▸ **EXERCISE DATA**
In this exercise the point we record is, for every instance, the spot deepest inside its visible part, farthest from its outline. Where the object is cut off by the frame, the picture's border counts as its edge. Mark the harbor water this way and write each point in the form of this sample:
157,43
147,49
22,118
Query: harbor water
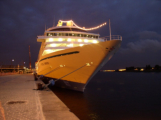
116,96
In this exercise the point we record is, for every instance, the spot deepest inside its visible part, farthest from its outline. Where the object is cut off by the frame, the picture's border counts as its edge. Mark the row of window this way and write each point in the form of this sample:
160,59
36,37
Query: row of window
72,34
58,55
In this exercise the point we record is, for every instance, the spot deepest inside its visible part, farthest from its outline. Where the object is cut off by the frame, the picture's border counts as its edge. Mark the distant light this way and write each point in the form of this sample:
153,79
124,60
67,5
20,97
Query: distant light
142,69
69,39
79,40
122,69
53,45
60,39
81,44
70,45
95,41
51,39
85,40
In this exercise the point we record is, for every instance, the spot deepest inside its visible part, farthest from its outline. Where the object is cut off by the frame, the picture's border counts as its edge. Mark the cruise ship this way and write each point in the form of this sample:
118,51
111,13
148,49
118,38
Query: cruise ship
71,55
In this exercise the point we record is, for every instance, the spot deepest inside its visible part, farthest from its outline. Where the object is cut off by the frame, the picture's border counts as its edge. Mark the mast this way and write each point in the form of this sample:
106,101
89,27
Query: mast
110,28
29,59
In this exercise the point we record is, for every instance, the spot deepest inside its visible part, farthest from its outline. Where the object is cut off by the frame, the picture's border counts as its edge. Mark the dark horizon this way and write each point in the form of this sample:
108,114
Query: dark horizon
138,22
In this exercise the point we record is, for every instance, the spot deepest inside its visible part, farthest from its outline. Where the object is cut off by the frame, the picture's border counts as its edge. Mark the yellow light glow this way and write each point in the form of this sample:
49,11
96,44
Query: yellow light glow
81,44
81,27
70,45
49,51
142,69
109,70
95,41
79,40
53,45
85,40
51,39
60,39
69,40
122,69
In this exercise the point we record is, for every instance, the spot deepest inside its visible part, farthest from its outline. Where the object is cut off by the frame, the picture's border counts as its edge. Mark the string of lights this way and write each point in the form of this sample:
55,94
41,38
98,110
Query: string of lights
87,29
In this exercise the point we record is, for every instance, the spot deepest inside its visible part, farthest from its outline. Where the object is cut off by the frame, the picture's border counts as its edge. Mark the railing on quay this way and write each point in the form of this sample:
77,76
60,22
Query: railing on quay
112,37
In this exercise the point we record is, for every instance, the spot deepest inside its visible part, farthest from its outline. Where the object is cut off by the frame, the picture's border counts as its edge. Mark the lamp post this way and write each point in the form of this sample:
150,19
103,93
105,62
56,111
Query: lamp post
12,63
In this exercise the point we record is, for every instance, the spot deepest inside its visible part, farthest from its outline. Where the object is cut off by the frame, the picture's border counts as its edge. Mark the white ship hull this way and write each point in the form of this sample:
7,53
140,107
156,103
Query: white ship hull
73,68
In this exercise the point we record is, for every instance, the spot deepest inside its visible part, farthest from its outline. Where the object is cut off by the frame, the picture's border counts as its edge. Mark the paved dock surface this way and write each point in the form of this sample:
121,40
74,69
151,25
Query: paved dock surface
20,100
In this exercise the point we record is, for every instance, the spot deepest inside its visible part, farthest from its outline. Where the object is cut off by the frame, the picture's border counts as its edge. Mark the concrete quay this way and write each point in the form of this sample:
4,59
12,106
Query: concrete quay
20,100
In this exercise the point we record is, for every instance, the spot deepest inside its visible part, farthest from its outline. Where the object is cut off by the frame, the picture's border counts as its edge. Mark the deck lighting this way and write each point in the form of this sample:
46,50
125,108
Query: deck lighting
95,41
51,39
81,44
61,21
69,39
79,40
53,45
70,45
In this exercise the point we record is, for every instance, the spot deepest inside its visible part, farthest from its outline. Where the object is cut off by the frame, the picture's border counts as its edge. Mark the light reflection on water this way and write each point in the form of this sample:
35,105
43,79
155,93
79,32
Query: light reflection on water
116,96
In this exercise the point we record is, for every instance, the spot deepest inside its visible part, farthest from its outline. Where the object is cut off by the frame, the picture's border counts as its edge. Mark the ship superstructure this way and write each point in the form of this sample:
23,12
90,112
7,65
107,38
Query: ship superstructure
71,55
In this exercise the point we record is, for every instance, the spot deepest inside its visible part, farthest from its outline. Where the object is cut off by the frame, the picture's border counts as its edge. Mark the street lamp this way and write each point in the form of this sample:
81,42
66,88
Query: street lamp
12,63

▸ **DIRECTIVE**
Copy the stretch of lines from the one containing "Mark the light" through the end of the lines above, requests included, multiplying every point coordinate in the answers by 0.6 and rounding to the nearest whole number, with halves rounded up. Keep the numbers in the requests and their format samples as they are.

▸ **THE COMPLETED TASK**
In this exercise the point we record is, for every instance, the spot deepest inside its visible part, farthest from its outline. Where the object is cut off by the frame, the picture's border counts as its edge. Mark the light reflection on water this way and write each point in the form of this sample:
35,105
43,79
155,93
79,32
Query: light reflection on water
70,58
In this exercise the point we record is, for every instance, the spot deepest inside its visible part, farthest from its outline. Where the object is cut off by the frame, the picture's border counts as its edge. Mark the ship superstructure this way and write each point in the form of this sample:
23,12
90,112
7,65
107,38
Query: ship superstructure
43,33
In this exercise the point we record is, for every instance, the spot deepest inside its visible part, farthest from its outline. Where the object is cut off by the frame, the picture's border counts as its edge. Mark the street lamp this way and write each point in the form of this sample:
81,42
66,88
Query: street lamp
7,38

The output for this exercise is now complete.